PASSAGE GIVEN:
BoukeHaarsma23 / WattmanGTK

A Wattman-like GTK3+ GUI
GNU General Public License v2.0
374 stars 61 forks source link

default core clock limit hard wall #8

Open GloriousEggroll opened 5 years ago

GloriousEggroll commented 5 years ago

hi, i was hitting an issue with my vega 64 with hitting a 1630 default soft wall limit on the core. I found via the arch wiki: https://wiki.archlinux.org/index.php/AMDGPU#Overclocking you can increase the limit. I set echo "10" > /sys/class/drm/card0/device/pp_sclk_od to allow a 10% max increase from default, and now i am able to get past the soft wall

Haxk20 commented 5 years ago

This should be reported to AMDGPU buglist as im experiencing the same issue. But on RX560X. Sadly i have to set high performance mode on my card because i cant get past the soft wall on memory clocks. Sadly that way my card runs 100% all the time while using it for gaming.

JOB: Print the entire WattmanGTK clock-limit thread above, word for word. The rows after this point aren't needed for anything here.

PROVIDED MATERIAL:
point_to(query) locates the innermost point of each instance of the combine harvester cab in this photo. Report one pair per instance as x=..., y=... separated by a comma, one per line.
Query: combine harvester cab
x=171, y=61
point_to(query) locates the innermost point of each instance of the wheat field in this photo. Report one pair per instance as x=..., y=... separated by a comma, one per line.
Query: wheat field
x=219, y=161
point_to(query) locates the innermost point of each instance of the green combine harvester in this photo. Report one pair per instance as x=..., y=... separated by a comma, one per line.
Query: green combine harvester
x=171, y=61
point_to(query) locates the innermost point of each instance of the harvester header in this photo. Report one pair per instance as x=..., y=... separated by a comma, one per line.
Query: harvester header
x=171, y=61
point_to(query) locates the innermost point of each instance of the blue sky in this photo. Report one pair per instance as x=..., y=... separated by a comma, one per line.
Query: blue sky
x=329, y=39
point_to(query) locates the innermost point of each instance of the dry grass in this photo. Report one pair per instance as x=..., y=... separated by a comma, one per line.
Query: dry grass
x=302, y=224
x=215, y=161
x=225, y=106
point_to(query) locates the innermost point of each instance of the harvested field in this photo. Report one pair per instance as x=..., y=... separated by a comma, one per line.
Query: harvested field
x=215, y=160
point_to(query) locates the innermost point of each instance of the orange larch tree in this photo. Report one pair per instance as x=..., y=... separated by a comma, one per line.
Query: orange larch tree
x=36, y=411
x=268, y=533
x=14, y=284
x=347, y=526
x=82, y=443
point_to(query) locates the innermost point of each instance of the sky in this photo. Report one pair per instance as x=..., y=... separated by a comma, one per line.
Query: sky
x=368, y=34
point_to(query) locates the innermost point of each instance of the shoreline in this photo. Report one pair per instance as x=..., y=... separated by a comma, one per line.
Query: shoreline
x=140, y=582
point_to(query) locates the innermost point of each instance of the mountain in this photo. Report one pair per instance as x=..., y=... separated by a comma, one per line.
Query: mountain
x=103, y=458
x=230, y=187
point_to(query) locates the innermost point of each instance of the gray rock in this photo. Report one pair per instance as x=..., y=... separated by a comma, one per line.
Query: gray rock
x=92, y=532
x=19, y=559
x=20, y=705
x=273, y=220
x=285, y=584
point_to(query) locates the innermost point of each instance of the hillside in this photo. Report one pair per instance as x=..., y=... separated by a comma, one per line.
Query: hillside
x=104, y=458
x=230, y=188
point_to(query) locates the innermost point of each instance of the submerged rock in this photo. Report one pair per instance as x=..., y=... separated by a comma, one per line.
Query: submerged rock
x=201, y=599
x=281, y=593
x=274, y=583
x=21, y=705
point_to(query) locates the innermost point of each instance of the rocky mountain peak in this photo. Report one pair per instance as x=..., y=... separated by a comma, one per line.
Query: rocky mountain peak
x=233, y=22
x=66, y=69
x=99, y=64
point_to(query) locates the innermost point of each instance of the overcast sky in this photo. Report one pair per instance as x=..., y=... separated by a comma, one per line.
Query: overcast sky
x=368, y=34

SOLUTION FOR THIS PROBLEM:
BoukeHaarsma23 / WattmanGTK

A Wattman-like GTK3+ GUI
GNU General Public License v2.0
374 stars 61 forks source link

default core clock limit hard wall #8

Open GloriousEggroll opened 5 years ago

GloriousEggroll commented 5 years ago

hi, i was hitting an issue with my vega 64 with hitting a 1630 default soft wall limit on the core. I found via the arch wiki: https://wiki.archlinux.org/index.php/AMDGPU#Overclocking you can increase the limit. I set echo "10" > /sys/class/drm/card0/device/pp_sclk_od to allow a 10% max increase from default, and now i am able to get past the soft wall

Haxk20 commented 5 years ago

This should be reported to AMDGPU buglist as im experiencing the same issue. But on RX560X. Sadly i have to set high performance mode on my card because i cant get past the soft wall on memory clocks. Sadly that way my card runs 100% all the time while using it for gaming.